— Start —

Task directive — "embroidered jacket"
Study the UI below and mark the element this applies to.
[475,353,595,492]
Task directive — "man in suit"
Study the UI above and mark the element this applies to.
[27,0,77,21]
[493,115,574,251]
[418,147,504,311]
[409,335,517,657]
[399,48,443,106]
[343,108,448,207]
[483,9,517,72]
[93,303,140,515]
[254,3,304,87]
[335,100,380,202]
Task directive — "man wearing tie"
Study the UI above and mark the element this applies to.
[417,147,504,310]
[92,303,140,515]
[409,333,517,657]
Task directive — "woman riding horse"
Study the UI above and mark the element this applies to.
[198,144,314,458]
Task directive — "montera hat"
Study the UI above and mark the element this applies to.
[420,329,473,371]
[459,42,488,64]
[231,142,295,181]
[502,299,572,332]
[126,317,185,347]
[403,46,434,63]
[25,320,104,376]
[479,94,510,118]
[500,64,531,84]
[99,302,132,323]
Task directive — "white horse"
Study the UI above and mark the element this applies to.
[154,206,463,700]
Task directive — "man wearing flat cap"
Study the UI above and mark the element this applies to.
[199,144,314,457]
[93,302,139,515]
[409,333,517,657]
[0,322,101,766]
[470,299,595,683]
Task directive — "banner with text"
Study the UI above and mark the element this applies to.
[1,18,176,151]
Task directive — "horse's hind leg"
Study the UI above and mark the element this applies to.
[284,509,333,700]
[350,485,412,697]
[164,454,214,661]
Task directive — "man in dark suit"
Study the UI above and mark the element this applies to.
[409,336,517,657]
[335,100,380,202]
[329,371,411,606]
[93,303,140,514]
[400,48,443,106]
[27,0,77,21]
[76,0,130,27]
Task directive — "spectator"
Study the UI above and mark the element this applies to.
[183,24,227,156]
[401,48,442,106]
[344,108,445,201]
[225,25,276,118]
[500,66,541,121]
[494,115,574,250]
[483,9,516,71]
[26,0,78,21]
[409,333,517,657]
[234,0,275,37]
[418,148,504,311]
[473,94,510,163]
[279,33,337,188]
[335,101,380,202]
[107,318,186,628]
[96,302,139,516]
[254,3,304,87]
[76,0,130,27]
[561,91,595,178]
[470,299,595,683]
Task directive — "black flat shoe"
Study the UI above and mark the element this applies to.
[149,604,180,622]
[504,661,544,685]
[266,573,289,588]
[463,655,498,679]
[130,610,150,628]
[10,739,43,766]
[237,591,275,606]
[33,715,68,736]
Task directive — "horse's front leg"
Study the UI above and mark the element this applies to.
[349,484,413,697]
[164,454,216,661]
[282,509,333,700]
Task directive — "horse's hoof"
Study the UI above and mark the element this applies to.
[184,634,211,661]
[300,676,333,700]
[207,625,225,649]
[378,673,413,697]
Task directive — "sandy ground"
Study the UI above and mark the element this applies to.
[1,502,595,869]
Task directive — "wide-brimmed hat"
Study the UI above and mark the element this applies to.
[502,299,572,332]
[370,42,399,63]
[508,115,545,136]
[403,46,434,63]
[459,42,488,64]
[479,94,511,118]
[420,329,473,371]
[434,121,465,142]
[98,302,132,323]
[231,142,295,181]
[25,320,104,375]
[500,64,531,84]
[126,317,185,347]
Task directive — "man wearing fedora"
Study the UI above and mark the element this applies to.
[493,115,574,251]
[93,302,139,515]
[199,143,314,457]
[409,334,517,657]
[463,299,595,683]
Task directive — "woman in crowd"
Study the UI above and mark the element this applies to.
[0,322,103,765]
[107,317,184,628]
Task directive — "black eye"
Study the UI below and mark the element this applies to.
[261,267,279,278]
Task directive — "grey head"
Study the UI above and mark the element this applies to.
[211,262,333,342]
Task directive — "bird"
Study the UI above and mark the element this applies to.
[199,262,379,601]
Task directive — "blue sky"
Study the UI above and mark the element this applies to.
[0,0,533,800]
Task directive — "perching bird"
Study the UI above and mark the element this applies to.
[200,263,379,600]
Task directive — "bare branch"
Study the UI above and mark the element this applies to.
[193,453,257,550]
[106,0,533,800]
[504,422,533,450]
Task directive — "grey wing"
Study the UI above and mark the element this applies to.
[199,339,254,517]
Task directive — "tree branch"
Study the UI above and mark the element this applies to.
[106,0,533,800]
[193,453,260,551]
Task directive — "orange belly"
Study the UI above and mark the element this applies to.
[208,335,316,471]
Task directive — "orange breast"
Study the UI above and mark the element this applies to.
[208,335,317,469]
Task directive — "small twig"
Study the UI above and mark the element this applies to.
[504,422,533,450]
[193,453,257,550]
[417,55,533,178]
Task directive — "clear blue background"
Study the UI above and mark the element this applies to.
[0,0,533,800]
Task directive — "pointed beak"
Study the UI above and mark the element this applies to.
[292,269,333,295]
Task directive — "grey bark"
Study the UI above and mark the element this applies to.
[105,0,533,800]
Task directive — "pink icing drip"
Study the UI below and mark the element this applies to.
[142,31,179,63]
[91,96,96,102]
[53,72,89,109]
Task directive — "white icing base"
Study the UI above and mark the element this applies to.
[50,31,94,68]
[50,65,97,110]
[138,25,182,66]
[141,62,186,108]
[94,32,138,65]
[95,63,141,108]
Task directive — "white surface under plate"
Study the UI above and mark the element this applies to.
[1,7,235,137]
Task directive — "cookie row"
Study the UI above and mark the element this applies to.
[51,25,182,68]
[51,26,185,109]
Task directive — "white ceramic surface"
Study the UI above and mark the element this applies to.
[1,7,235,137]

— End —

EXERCISE
Pick out each line in the material above that contains the string "surface". Case counts.

THE OUTPUT
Task directive — "white surface under plate"
Task directive — "white ceramic surface"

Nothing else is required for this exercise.